GOAL OF THE EXERCISE
Everything from the line containing "Tag a single point on each instance of the alpine" to the final line of the records below should be given again exactly, and nothing else.

☆ ☆ ☆ ☆ ☆ ☆ ☆

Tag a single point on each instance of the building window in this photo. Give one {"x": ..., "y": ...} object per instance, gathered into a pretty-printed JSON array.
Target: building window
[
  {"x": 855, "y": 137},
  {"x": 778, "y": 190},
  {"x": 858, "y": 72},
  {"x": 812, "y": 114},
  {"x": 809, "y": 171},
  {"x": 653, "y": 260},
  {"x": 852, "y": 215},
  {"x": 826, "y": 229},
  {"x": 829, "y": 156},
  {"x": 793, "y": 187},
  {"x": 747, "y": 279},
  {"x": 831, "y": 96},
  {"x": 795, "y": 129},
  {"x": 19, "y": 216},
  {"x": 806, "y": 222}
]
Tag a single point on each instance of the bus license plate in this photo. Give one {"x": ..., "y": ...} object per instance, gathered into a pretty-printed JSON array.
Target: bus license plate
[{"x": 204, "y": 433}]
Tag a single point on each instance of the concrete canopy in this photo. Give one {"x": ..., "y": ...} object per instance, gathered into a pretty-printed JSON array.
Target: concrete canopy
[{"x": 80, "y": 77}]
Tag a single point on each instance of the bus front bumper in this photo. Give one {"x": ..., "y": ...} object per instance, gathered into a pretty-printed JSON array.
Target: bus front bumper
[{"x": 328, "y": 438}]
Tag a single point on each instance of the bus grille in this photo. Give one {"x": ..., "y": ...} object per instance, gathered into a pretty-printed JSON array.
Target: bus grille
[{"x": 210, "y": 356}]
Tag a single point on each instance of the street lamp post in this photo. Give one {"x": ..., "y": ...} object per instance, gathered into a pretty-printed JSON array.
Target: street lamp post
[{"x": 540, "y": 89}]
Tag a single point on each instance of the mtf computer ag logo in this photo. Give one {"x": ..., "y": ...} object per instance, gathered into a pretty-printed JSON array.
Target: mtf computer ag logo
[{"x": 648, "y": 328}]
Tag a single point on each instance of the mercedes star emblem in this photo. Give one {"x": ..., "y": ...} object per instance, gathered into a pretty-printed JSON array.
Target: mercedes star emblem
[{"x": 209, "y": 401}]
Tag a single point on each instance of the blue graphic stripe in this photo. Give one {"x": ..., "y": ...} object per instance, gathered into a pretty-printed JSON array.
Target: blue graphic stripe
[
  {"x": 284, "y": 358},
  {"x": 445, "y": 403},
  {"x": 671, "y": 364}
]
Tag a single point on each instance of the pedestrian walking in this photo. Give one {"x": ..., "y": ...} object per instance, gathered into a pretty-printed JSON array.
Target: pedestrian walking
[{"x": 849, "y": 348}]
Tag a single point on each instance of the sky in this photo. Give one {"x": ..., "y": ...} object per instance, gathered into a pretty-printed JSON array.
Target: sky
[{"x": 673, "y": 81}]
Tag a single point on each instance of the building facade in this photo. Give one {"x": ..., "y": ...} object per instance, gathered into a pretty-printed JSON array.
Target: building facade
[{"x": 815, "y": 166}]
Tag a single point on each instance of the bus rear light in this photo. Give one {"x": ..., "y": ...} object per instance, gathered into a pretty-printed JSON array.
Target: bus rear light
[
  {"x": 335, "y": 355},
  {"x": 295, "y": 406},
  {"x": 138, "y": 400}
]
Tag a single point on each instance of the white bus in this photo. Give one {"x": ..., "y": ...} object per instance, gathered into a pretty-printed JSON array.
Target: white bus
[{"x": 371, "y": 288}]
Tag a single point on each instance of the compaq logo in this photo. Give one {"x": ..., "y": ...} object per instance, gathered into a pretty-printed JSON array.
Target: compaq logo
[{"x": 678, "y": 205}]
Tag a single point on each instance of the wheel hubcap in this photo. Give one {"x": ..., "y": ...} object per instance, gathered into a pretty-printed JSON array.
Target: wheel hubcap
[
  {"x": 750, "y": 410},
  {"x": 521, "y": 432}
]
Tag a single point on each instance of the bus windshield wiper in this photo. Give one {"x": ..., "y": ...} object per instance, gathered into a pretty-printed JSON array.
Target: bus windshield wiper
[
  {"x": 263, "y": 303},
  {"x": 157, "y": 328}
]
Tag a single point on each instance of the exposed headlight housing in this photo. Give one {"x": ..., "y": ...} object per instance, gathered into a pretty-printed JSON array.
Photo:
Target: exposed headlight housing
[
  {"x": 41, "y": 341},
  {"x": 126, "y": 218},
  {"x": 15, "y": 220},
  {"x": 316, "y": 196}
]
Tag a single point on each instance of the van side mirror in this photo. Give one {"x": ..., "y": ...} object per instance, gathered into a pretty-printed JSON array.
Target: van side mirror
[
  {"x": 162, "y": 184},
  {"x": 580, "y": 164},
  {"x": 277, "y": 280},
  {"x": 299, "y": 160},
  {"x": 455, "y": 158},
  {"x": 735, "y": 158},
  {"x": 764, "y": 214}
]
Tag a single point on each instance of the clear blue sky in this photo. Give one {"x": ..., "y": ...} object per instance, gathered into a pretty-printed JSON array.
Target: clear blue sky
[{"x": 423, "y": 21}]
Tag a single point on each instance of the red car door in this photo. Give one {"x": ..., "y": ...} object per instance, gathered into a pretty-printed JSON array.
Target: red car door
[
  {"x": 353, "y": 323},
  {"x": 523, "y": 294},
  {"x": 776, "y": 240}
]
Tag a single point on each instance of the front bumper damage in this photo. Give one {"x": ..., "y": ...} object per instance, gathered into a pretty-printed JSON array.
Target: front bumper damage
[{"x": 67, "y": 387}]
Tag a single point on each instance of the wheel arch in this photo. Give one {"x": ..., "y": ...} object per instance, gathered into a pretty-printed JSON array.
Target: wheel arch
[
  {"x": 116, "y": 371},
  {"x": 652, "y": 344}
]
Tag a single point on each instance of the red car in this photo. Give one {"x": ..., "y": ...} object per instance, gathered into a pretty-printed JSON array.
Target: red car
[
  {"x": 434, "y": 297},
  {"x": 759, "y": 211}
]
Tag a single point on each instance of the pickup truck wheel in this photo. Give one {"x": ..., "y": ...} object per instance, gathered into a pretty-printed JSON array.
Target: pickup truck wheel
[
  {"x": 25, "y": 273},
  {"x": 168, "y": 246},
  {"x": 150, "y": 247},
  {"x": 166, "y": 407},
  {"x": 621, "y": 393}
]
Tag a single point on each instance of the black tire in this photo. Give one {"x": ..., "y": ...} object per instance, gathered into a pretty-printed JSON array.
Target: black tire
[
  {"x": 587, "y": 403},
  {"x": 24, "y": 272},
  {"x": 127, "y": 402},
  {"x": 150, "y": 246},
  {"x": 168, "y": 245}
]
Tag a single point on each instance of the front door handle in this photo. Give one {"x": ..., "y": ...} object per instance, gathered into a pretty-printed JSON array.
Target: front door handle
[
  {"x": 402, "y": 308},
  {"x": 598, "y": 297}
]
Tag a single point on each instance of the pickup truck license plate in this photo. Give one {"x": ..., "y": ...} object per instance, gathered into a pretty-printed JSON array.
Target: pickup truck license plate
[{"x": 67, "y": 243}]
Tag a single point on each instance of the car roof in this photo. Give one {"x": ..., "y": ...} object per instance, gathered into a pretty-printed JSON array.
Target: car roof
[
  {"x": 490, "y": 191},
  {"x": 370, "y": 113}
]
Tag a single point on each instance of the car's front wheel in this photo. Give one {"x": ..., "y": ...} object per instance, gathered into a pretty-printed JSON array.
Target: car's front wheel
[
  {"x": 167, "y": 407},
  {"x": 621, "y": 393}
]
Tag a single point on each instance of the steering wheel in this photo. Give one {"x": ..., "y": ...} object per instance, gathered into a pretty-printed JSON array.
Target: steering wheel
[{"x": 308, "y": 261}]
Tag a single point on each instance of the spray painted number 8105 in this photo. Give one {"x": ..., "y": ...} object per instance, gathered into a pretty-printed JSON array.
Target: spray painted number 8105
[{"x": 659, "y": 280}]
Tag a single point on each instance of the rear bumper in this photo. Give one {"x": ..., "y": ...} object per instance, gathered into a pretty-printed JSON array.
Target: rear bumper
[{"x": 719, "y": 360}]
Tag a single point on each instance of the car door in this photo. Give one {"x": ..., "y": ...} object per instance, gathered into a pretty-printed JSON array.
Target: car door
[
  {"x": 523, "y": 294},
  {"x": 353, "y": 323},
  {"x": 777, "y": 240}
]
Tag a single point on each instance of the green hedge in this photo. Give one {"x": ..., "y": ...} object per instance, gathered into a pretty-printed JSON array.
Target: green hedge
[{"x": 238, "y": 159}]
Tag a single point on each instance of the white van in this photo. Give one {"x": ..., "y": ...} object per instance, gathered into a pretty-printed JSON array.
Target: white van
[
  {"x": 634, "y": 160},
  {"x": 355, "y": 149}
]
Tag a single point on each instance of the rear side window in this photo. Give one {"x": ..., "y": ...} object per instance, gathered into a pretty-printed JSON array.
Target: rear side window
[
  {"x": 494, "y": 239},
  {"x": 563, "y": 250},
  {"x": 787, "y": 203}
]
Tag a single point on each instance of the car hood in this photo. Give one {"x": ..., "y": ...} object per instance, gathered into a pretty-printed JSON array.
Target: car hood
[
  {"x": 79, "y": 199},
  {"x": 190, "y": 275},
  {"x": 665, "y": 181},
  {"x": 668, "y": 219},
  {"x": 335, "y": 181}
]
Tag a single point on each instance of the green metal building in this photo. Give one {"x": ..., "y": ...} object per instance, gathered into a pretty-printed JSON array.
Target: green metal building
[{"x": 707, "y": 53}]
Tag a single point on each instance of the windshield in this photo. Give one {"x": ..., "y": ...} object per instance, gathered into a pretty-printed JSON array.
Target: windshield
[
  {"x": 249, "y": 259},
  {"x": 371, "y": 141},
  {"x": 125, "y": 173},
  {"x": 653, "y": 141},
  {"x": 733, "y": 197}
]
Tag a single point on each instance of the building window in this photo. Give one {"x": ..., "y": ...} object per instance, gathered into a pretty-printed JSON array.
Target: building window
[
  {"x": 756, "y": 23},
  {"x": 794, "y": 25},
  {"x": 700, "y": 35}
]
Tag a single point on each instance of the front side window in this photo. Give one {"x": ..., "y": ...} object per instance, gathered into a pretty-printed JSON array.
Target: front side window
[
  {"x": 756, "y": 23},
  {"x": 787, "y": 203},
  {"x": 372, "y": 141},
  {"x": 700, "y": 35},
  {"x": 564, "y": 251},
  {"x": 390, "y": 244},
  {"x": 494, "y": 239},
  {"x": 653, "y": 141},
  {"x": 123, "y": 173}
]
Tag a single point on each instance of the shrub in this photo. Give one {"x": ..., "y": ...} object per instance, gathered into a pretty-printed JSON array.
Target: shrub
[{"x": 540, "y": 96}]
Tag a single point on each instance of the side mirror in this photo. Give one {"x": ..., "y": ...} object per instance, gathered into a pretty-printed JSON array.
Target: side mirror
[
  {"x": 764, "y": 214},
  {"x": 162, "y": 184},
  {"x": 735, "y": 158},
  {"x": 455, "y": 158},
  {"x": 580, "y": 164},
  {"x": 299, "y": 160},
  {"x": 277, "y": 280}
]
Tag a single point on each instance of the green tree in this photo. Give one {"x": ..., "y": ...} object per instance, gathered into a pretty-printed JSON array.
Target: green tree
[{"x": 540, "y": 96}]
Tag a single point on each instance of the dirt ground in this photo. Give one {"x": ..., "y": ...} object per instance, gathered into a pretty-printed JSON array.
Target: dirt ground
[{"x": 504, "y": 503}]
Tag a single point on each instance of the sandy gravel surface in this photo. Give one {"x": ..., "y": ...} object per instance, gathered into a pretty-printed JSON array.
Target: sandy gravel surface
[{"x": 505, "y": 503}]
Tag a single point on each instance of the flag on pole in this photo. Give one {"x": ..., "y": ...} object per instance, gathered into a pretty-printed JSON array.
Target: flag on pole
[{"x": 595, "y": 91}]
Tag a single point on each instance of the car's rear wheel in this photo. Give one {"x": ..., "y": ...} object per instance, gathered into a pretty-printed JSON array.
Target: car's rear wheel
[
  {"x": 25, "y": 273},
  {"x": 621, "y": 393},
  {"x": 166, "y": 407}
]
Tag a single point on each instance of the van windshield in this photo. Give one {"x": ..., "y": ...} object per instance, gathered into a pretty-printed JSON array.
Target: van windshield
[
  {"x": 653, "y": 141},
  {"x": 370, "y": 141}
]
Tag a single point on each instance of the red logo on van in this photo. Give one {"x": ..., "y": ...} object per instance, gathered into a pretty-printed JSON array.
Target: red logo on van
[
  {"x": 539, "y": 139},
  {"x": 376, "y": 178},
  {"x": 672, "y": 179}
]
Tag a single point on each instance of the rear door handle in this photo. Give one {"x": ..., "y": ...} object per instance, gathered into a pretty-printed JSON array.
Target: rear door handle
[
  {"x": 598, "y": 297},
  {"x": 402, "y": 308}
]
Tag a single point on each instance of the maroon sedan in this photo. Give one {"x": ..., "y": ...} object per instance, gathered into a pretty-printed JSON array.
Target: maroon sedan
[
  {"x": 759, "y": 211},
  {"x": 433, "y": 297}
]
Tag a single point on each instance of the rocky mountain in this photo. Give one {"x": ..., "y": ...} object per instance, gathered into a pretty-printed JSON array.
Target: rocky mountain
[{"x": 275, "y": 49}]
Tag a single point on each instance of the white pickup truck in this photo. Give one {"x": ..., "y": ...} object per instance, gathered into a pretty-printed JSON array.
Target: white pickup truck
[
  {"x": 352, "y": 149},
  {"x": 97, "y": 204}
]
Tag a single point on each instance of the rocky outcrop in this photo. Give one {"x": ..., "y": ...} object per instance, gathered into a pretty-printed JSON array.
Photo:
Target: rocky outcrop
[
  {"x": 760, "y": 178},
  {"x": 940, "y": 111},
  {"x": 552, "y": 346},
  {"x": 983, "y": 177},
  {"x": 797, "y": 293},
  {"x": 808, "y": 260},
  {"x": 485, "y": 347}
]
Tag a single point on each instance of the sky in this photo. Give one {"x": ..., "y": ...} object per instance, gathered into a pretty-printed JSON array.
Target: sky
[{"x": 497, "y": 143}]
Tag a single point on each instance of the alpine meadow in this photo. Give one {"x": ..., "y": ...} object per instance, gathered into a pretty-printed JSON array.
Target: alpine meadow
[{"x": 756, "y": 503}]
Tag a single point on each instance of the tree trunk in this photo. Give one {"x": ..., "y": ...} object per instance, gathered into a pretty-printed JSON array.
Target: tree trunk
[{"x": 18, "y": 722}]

☆ ☆ ☆ ☆ ☆ ☆ ☆

REPLY TO THE TASK
Tag a single point on each instance of the alpine meadow in this photo. Give one {"x": ..., "y": ...} object per instance, gathered into a pretty-printed JSON array.
Target: alpine meadow
[{"x": 756, "y": 503}]
Tag a single point on each instance of the tree trunk in this photo. Give one {"x": ..., "y": ...} object per instance, gathered into a pretty-printed JSON array.
Target: tree trunk
[{"x": 18, "y": 722}]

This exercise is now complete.